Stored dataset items
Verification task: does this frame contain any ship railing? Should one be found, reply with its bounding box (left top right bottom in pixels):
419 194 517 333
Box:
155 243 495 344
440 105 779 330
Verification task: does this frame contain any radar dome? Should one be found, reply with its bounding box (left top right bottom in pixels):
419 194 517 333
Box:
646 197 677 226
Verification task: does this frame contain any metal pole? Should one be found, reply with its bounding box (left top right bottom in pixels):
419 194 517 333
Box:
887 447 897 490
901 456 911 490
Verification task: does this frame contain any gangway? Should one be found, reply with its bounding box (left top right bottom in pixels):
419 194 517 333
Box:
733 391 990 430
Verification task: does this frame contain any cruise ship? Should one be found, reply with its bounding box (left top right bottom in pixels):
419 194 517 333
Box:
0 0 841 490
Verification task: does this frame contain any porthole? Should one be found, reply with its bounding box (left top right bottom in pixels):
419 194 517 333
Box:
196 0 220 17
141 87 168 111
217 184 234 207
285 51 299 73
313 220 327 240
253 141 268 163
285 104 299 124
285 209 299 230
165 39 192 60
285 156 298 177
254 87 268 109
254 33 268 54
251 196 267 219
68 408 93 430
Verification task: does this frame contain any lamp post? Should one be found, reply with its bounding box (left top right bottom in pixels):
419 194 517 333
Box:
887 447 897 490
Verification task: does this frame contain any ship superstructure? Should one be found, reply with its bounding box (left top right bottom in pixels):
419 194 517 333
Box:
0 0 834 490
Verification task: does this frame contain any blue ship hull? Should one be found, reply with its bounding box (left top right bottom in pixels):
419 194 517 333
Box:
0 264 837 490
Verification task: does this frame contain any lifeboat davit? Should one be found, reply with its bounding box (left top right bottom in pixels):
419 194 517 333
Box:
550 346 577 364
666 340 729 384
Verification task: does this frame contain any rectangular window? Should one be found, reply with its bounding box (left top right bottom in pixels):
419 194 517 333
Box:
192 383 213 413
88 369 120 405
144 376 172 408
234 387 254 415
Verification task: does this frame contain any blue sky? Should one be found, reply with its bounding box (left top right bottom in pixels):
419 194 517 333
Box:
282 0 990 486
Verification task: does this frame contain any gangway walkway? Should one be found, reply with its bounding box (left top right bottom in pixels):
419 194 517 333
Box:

STATED EXERCISE:
Retype these lines word for word, covering all of the material.

THE OUTPUT:
Verification task: does this frame contain any ship railing? Should one be found, reply with its bounding box (left top right bottom in pixels):
419 194 517 333
Box:
155 243 495 344
440 105 779 330
Verification task: does this frame contain any radar dome? Should one be found, reply with its bounding box (left top right bottom in pixels):
419 194 517 333
Box:
646 197 677 226
Verification task: does this frame contain any metal pole? Should one be found, reply with its bounding box (left top right bottom in pixels):
419 194 517 333
Box:
887 447 897 490
901 456 911 490
Verification task: does this frame contain any gangway? Should one be found, reply with its bounding box (left top right bottom in pixels):
419 194 517 333
Box:
733 391 990 430
Verification task: does this frame contain any cruise ship? Should one be found, reply with its bounding box (left top right bottom in pixels):
419 194 517 333
Box:
0 0 841 490
Verification task: does this frame contain any porthole? Should one be found, reply with its bounding box (left top right bottom in pixels):
419 194 517 333
Box:
196 0 220 17
141 87 168 111
217 184 234 207
285 51 299 73
313 220 327 240
253 141 268 163
285 104 299 124
285 209 299 230
165 39 192 60
285 156 298 177
254 87 268 109
254 33 268 54
251 196 267 219
68 408 93 430
Verification task: does this frame contain any lamp post? Should one be found, reply with its bounding box (left top right bottom in pixels):
419 194 517 333
Box:
887 447 897 490
Verification task: does this frame contain any ship superstructure? Should one be found, reply with its bounding box (left top right bottom in pixels):
419 194 517 333
Box:
0 0 834 490
Verification task: does this frame contain any blue ship hull? Should one be found, reply with its bounding box (left top right bottom in pixels):
419 194 517 333
Box:
0 264 837 490
Verification task: does this frame contain any lifeboat davit? Should one be found, reply with its bounding box (left top right bottom in pixels):
419 194 517 333
Box:
550 346 577 364
666 340 729 384
Verification task: does this frame contain any rectangular window? Should one be found, reply with its bounding box (left top right bottom in pixels):
419 194 517 333
Box:
192 383 213 413
88 369 120 405
144 376 172 408
234 387 254 415
Verification task: does this frame contain any blue sky? Should one be found, reply with its bounding box (left top right bottom in pixels):
419 194 517 333
Box:
282 0 990 486
Verification task: does this frame contain any gangway walkway? Should one be found, reply with its bounding box (left top right bottom in pixels):
419 194 517 333
Box:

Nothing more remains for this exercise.